(Saved entries)
________________________________________

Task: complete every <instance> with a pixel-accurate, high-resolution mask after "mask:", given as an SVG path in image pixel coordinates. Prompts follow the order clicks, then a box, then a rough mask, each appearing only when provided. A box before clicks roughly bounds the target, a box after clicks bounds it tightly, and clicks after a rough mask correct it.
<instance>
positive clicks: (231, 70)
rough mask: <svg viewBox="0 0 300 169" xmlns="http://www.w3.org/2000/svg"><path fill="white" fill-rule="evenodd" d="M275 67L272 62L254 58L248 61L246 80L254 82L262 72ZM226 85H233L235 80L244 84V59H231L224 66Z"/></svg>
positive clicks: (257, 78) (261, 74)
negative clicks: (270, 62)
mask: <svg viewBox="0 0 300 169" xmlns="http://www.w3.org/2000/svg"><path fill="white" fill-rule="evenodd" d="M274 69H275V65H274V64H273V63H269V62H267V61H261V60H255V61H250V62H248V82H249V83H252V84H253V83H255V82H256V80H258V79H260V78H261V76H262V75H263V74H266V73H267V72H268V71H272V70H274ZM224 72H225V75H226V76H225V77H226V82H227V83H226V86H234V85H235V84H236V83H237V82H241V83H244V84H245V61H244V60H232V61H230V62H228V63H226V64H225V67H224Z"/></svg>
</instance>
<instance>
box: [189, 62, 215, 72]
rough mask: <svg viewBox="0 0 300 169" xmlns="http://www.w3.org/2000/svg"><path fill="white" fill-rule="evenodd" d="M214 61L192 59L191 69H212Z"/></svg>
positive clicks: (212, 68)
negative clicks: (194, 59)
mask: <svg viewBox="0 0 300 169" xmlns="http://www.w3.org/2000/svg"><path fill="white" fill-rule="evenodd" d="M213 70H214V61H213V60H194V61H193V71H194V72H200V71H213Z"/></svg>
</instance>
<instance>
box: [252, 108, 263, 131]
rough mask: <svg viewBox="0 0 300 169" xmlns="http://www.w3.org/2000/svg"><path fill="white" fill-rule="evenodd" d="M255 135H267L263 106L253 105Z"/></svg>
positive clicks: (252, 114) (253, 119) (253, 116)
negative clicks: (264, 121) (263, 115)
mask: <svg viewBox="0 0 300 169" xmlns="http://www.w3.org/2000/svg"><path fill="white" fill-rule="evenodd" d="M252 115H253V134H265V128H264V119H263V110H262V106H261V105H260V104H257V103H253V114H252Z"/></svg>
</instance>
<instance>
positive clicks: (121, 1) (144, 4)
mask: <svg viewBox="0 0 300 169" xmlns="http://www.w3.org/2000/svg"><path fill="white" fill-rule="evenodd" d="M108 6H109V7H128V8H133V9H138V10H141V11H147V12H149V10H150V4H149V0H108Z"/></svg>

________________________________________

Exact reproduction is required: output the lines from the start of the entries above through the line with "positive clicks: (252, 114)".

Task: complete every <instance> with a pixel-accurate, high-resolution mask after "mask:", given as an SVG path in image pixel coordinates. Prompts follow the order clicks, then a box, then a rough mask, each appearing only when provided. A box before clicks roughly bounds the target, a box after clicks bounds it tightly, and clicks after a rough mask correct it.
<instance>
positive clicks: (231, 70)
rough mask: <svg viewBox="0 0 300 169" xmlns="http://www.w3.org/2000/svg"><path fill="white" fill-rule="evenodd" d="M275 67L272 62L254 58L248 61L246 80L254 82L262 72ZM226 85H233L235 80L244 84V59H231L224 66Z"/></svg>
positive clicks: (257, 78) (261, 74)
negative clicks: (270, 62)
mask: <svg viewBox="0 0 300 169" xmlns="http://www.w3.org/2000/svg"><path fill="white" fill-rule="evenodd" d="M274 69H275V65H274V64H273V63H269V62H267V61H261V60H255V61H250V62H248V82H249V83H252V84H253V83H255V82H256V80H258V79H260V78H261V76H262V75H263V74H266V73H267V72H268V71H272V70H274ZM224 72H225V75H226V76H225V77H226V82H227V83H226V86H234V85H235V84H236V83H237V82H241V83H244V84H245V61H244V60H232V61H230V62H228V63H226V64H225V67H224Z"/></svg>
</instance>
<instance>
box: [189, 62, 215, 72]
rough mask: <svg viewBox="0 0 300 169" xmlns="http://www.w3.org/2000/svg"><path fill="white" fill-rule="evenodd" d="M214 61L192 59L191 69H212Z"/></svg>
positive clicks: (212, 68)
negative clicks: (194, 59)
mask: <svg viewBox="0 0 300 169" xmlns="http://www.w3.org/2000/svg"><path fill="white" fill-rule="evenodd" d="M213 70H214V61H213V60H194V61H193V71H194V72H200V71H213Z"/></svg>
</instance>
<instance>
box: [252, 108, 263, 131]
rough mask: <svg viewBox="0 0 300 169" xmlns="http://www.w3.org/2000/svg"><path fill="white" fill-rule="evenodd" d="M255 135H267L263 106L253 105Z"/></svg>
positive clicks: (252, 114) (253, 119) (253, 116)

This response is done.